## DIRECTION
Copy out the lines from the one containing "Practice step: put one dot on every instance of the cobblestone" to the one containing "Target: cobblestone pavement", including both. Leave out any picture.

— begin EXERCISE MATERIALS —

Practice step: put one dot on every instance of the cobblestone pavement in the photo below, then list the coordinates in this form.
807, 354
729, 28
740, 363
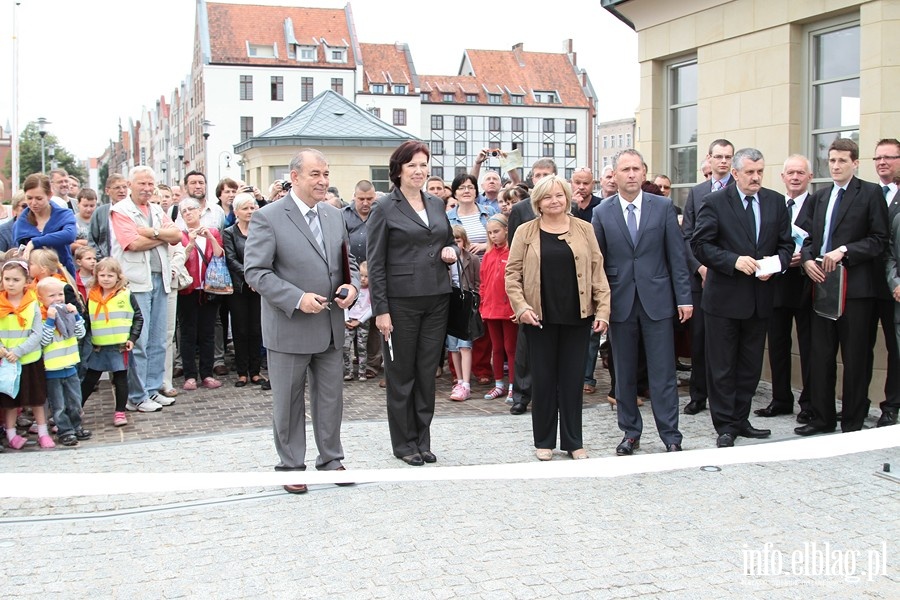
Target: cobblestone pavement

— end EXERCISE MATERIALS —
— begin EXERCISE MATERIALS —

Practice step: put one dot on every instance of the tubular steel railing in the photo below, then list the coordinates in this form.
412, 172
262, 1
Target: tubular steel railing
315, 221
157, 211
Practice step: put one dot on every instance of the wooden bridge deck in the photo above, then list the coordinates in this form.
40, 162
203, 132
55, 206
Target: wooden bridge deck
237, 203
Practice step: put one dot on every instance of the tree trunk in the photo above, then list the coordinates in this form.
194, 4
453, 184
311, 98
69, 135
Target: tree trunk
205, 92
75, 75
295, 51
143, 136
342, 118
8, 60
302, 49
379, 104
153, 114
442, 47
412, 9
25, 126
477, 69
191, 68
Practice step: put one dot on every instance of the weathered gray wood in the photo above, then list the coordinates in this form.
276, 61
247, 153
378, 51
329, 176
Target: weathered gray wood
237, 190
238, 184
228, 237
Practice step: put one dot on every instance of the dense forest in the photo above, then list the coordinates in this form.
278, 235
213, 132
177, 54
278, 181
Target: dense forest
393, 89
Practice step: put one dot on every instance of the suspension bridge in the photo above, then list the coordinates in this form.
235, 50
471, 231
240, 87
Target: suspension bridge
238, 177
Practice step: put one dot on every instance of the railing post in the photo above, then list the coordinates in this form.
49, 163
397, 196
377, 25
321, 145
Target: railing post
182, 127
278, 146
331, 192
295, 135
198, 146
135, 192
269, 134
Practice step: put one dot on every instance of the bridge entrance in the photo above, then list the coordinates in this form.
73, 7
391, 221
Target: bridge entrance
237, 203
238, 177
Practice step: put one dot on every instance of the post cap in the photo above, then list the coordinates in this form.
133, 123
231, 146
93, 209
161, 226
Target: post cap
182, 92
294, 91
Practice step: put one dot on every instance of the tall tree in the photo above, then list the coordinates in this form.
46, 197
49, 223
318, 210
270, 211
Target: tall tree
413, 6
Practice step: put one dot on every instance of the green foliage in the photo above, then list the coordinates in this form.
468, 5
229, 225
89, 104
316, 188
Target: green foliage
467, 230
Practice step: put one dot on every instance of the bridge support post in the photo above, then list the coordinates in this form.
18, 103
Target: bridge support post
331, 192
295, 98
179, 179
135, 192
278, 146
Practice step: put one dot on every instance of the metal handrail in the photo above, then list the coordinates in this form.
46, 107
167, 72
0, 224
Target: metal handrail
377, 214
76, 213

— end EXERCISE MATERIALS —
— begin EXERCISE MATERIALS —

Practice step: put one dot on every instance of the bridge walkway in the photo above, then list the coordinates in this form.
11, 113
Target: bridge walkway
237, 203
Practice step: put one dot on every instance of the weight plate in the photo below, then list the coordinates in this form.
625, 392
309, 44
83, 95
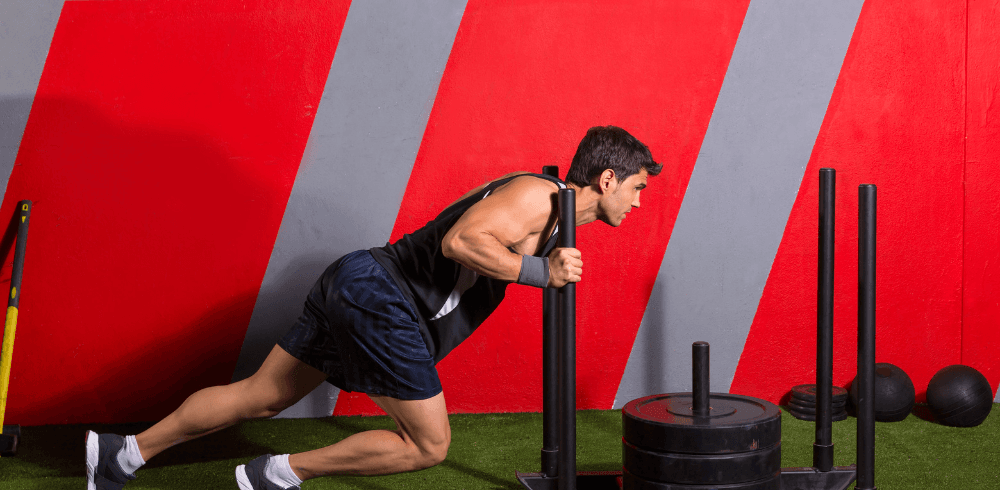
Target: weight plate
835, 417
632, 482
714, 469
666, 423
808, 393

— end EXERCISE MATERIALS —

## SOLVED PROBLEM
Practice step: put one dot on every instance of the cobblestone pavement in the photo below, then list the coordinates in this form.
807, 354
729, 28
740, 363
Target: cobblestone pavement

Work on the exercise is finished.